Box annotations for photos
^^^^^^^^^^^^^^^^
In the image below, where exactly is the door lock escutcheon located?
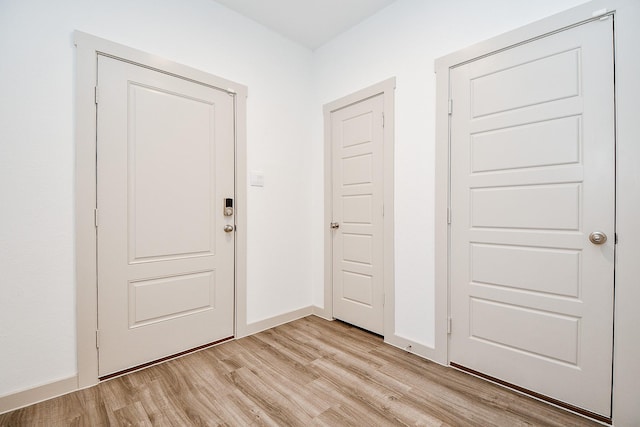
[224,197,233,216]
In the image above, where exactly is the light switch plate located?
[249,171,264,187]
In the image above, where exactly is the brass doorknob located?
[589,231,607,245]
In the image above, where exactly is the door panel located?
[450,18,615,416]
[97,56,234,376]
[331,95,384,334]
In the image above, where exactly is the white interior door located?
[97,56,234,376]
[450,17,615,417]
[331,95,384,334]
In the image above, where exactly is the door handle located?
[589,231,607,245]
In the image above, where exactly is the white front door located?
[450,17,615,417]
[97,56,234,376]
[331,95,384,334]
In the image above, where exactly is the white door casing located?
[330,94,384,334]
[97,55,234,376]
[449,17,615,417]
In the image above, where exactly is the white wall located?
[0,0,312,396]
[312,0,585,347]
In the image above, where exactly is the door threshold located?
[98,336,234,381]
[449,362,612,425]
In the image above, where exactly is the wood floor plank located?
[0,316,600,427]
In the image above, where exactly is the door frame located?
[433,0,640,425]
[73,31,247,389]
[316,77,396,337]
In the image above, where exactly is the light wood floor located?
[0,316,599,427]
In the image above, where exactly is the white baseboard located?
[384,335,447,366]
[0,375,78,414]
[311,305,333,320]
[236,306,314,338]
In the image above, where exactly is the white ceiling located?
[216,0,395,50]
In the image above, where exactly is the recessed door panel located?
[470,49,581,118]
[129,271,216,326]
[470,183,581,230]
[449,17,615,417]
[128,83,216,261]
[470,243,581,298]
[97,56,234,376]
[469,298,580,365]
[471,116,581,172]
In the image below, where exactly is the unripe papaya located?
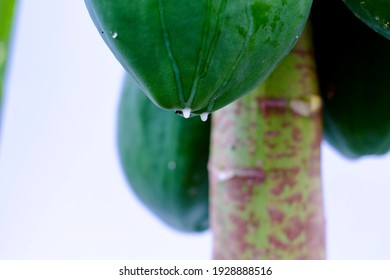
[312,0,390,158]
[85,0,312,117]
[343,0,390,40]
[117,76,210,232]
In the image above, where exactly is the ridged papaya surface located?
[343,0,390,40]
[312,0,390,158]
[85,0,312,117]
[117,74,210,232]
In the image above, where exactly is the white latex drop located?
[200,113,209,122]
[183,108,191,119]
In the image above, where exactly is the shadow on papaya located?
[85,0,312,117]
[312,0,390,159]
[117,76,210,232]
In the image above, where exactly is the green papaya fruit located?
[117,76,210,232]
[85,0,312,117]
[312,0,390,159]
[343,0,390,40]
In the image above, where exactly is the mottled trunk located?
[209,26,325,259]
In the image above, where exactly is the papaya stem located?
[0,0,16,141]
[209,25,325,259]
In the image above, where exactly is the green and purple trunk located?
[209,25,325,259]
[0,0,16,135]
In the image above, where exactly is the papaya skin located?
[343,0,390,40]
[312,0,390,159]
[85,0,312,116]
[117,76,210,232]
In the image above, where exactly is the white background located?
[0,0,390,259]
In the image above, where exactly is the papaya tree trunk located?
[0,0,16,139]
[209,26,325,259]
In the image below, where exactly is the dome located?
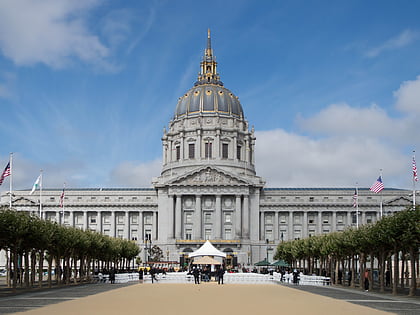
[174,30,244,119]
[175,84,243,118]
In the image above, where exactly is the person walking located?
[193,267,200,284]
[363,269,369,292]
[217,267,225,284]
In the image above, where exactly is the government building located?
[2,32,412,266]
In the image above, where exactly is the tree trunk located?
[25,251,29,288]
[38,250,44,288]
[408,247,417,296]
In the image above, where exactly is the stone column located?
[83,211,89,231]
[69,210,74,227]
[302,214,308,238]
[96,210,102,233]
[214,195,222,239]
[168,195,175,239]
[175,195,182,240]
[346,211,352,226]
[235,195,242,239]
[317,211,322,235]
[287,211,295,240]
[109,210,115,237]
[242,195,250,239]
[194,195,203,240]
[124,211,131,240]
[273,211,280,241]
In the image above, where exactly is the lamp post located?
[144,234,152,264]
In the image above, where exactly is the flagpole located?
[356,182,359,229]
[39,170,42,219]
[413,150,417,210]
[379,169,384,219]
[9,152,13,209]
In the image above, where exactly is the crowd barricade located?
[93,272,330,286]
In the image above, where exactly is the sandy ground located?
[18,283,390,315]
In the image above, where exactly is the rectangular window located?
[144,214,152,224]
[102,214,111,224]
[204,229,211,240]
[236,145,241,160]
[204,212,211,223]
[222,143,229,159]
[204,142,213,158]
[131,229,139,241]
[280,215,286,223]
[185,212,192,223]
[131,214,139,224]
[188,143,195,159]
[185,229,192,240]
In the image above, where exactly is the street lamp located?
[144,233,152,264]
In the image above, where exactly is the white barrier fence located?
[94,272,330,286]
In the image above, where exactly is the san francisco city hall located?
[2,33,411,265]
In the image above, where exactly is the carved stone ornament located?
[174,168,244,186]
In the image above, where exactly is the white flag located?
[29,175,41,195]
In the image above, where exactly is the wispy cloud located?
[366,29,420,58]
[0,0,109,68]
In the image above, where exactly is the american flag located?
[0,161,12,185]
[353,189,358,208]
[60,186,66,208]
[370,176,385,193]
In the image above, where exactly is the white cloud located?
[0,0,108,68]
[394,76,420,114]
[256,129,409,187]
[111,159,162,187]
[366,29,420,58]
[296,104,399,135]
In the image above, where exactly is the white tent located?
[188,240,226,258]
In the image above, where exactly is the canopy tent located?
[193,256,222,265]
[271,259,290,267]
[188,240,226,258]
[254,258,271,266]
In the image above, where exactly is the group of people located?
[191,266,225,284]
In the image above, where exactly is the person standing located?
[363,269,369,291]
[193,267,200,284]
[217,267,225,284]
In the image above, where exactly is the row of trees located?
[0,208,140,290]
[274,207,420,296]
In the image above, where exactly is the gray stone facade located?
[2,34,411,265]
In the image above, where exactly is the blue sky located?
[0,0,420,191]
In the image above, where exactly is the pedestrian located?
[385,269,391,287]
[109,268,115,284]
[363,269,369,292]
[217,267,225,284]
[139,268,143,283]
[193,267,200,284]
[150,267,157,283]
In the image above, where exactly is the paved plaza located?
[0,282,420,315]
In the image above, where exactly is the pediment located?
[385,197,413,206]
[13,197,36,206]
[169,166,248,186]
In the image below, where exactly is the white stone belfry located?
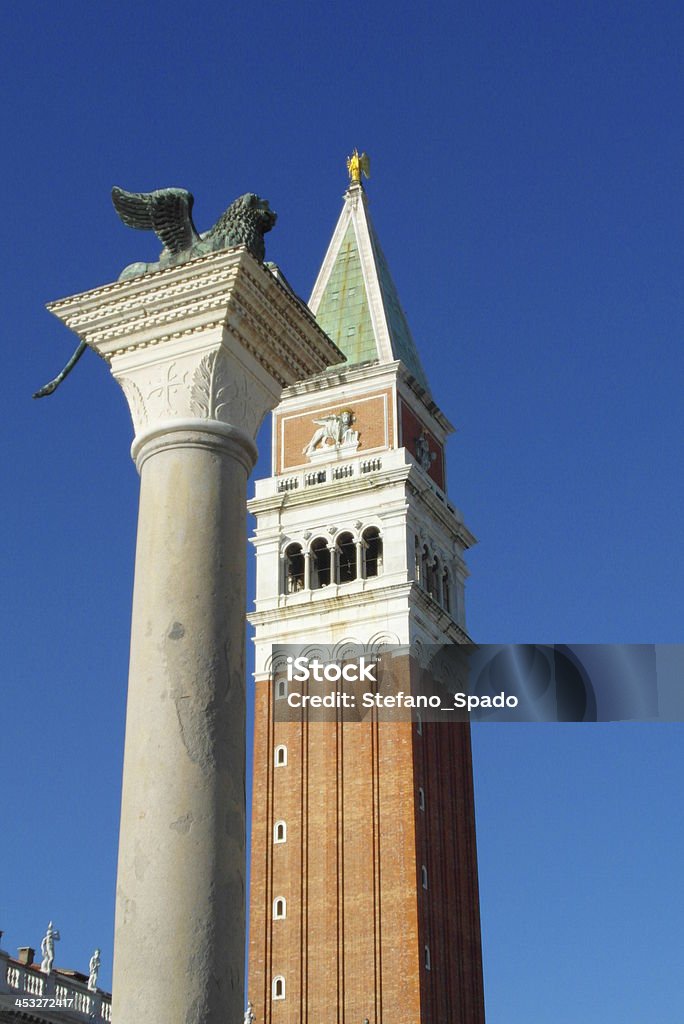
[48,248,341,1024]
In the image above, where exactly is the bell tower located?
[248,161,484,1024]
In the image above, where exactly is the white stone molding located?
[48,249,340,452]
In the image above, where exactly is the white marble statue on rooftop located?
[88,949,100,992]
[40,921,59,974]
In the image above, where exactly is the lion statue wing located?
[112,185,200,254]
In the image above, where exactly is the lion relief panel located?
[275,390,396,473]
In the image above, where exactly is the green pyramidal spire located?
[309,174,430,394]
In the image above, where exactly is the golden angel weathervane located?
[347,148,371,185]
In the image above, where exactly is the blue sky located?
[0,0,684,1024]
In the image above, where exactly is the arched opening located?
[430,557,441,604]
[421,544,430,593]
[285,544,304,594]
[336,534,356,583]
[441,566,452,615]
[362,526,382,580]
[311,537,330,590]
[272,974,284,999]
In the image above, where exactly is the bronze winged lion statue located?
[34,185,276,398]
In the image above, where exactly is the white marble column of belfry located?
[49,249,340,1024]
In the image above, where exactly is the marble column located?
[48,249,340,1024]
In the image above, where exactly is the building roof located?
[308,183,430,394]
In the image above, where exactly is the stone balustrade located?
[0,950,112,1024]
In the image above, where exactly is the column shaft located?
[113,425,253,1024]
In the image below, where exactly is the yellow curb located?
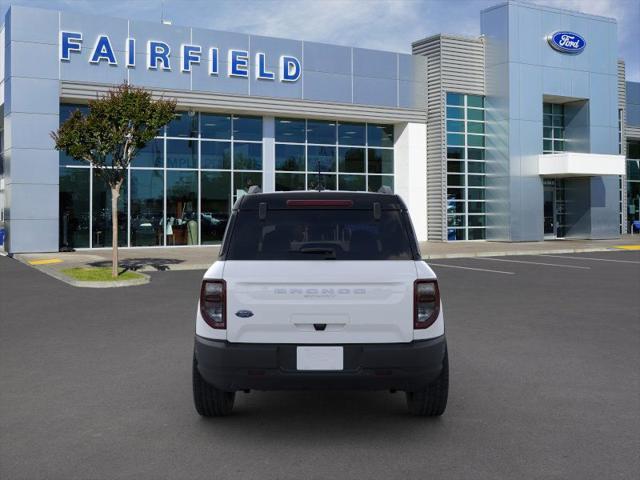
[29,258,62,265]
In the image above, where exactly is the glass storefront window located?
[367,175,393,192]
[233,172,262,202]
[338,122,366,146]
[276,144,305,172]
[367,123,393,147]
[131,138,164,168]
[167,140,198,168]
[200,172,231,245]
[59,167,91,248]
[446,92,486,240]
[276,118,306,143]
[307,120,336,145]
[233,115,262,141]
[447,120,464,133]
[60,104,264,248]
[200,113,231,140]
[130,169,164,247]
[307,172,336,190]
[233,142,262,170]
[338,147,365,175]
[276,173,305,192]
[165,171,198,245]
[200,140,231,170]
[307,145,336,172]
[167,112,198,138]
[91,168,128,248]
[338,175,367,192]
[367,148,393,173]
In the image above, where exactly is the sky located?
[0,0,640,82]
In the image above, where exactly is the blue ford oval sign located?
[547,31,587,54]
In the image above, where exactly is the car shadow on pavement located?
[195,391,447,445]
[89,257,184,272]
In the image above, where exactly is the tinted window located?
[227,209,413,260]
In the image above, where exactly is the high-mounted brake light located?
[413,280,440,329]
[287,200,353,207]
[200,279,227,329]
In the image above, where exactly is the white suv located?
[193,191,449,416]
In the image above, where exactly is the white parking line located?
[428,262,515,275]
[538,255,640,264]
[472,257,591,270]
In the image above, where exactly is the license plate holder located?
[296,347,344,371]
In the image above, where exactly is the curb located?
[13,257,151,288]
[422,247,617,260]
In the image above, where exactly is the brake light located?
[413,280,440,328]
[287,200,353,207]
[200,279,227,329]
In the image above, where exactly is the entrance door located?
[543,178,566,238]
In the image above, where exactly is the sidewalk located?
[10,235,640,276]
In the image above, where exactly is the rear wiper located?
[297,247,336,260]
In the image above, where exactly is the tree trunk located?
[111,182,122,278]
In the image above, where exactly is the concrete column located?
[262,117,276,192]
[4,6,60,253]
[394,123,427,241]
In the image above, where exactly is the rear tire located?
[192,355,236,417]
[406,350,449,417]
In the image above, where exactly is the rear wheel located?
[407,351,449,417]
[192,355,236,417]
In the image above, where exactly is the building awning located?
[538,152,625,177]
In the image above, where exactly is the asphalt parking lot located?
[0,252,640,480]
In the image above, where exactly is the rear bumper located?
[195,335,447,391]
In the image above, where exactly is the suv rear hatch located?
[223,194,417,344]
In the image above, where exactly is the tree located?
[51,83,176,278]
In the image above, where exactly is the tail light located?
[413,280,440,328]
[200,280,227,328]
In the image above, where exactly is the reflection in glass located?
[58,168,90,248]
[367,123,393,147]
[131,138,164,168]
[276,173,304,192]
[338,175,367,192]
[91,169,127,248]
[200,172,231,245]
[307,120,336,145]
[166,171,198,245]
[307,173,336,190]
[276,118,305,143]
[167,140,198,168]
[233,172,262,202]
[276,144,304,172]
[233,115,262,141]
[307,145,336,172]
[167,112,198,138]
[233,142,262,170]
[200,141,231,170]
[200,113,231,140]
[338,147,365,173]
[368,148,393,173]
[368,175,393,192]
[338,122,366,146]
[130,169,164,247]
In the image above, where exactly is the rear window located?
[226,209,413,260]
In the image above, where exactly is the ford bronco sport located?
[193,191,449,416]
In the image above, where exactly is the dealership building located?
[0,1,640,253]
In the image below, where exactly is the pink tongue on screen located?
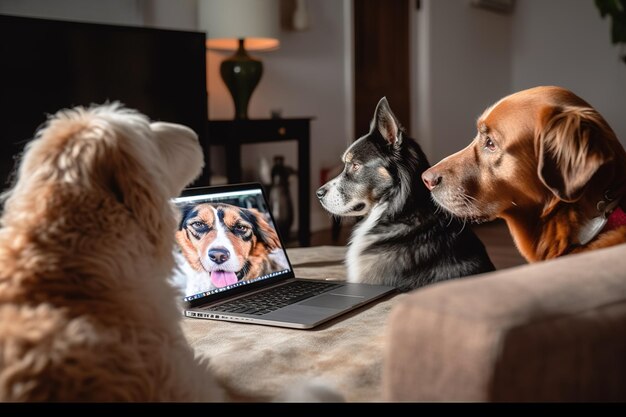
[211,271,237,288]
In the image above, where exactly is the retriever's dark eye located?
[233,224,250,235]
[189,221,211,233]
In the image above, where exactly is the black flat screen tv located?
[0,15,210,190]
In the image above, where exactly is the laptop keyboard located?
[207,281,341,316]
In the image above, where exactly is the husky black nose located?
[422,169,442,191]
[209,248,230,265]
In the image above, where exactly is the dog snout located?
[315,185,328,199]
[422,169,442,191]
[209,248,230,265]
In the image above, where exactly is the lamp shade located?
[198,0,280,51]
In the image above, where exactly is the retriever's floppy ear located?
[535,107,613,202]
[370,97,402,146]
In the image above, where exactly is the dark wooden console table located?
[208,118,311,246]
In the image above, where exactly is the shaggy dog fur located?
[0,104,223,401]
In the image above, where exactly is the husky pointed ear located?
[535,107,617,202]
[370,97,402,146]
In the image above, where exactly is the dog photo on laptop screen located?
[169,188,289,299]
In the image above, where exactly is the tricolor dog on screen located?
[176,203,285,295]
[317,97,494,290]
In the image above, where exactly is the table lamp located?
[198,0,280,119]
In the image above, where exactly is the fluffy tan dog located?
[0,104,227,401]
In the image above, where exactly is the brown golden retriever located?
[422,87,626,262]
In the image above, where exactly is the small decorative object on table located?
[269,155,297,240]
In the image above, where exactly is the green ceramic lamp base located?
[220,39,263,119]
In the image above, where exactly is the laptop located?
[173,183,395,329]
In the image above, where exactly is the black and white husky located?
[316,97,495,291]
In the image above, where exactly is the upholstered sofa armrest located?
[383,245,626,401]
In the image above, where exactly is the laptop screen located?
[173,184,292,301]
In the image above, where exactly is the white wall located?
[413,0,512,164]
[512,0,626,145]
[413,0,626,163]
[0,0,196,30]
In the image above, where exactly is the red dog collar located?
[600,206,626,233]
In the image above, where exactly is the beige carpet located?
[183,223,524,401]
[183,246,403,401]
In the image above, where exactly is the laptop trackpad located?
[298,294,365,308]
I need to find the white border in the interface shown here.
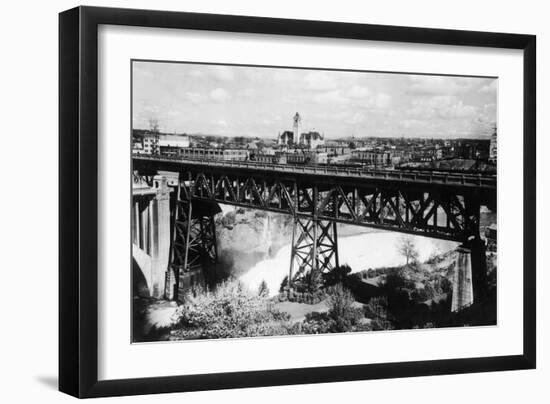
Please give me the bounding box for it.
[98,26,523,380]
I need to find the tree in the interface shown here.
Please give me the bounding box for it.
[398,236,418,266]
[258,279,269,297]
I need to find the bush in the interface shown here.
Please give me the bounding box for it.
[172,281,289,339]
[258,279,269,297]
[323,265,351,287]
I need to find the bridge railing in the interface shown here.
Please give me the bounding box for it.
[133,154,496,187]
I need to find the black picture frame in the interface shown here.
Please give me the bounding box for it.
[59,7,536,398]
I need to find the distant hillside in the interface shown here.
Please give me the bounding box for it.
[398,159,497,174]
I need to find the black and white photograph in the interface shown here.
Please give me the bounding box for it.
[131,60,498,342]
^^^^^^^^^^^^^^^^
Copy out everything from the line containing "In the image above, where exactly is the green pyramidal" down to the line containing "[34,185,276,398]", replacing "located" with "found" and changing nothing else.

In the image above, where exactly is the green pyramidal spire found?
[309,174,430,394]
In the image above, where exactly is the golden angel weathervane found?
[347,148,371,185]
In the image above, where exactly is the blue sky found?
[0,0,684,1024]
In the image above, where exactly is the arched opening found?
[430,557,441,604]
[421,544,430,593]
[285,544,304,594]
[336,534,356,583]
[441,566,452,615]
[362,526,382,580]
[311,537,330,590]
[272,974,284,999]
In the image above, where exactly is the bronze winged lion statue found?
[34,185,276,398]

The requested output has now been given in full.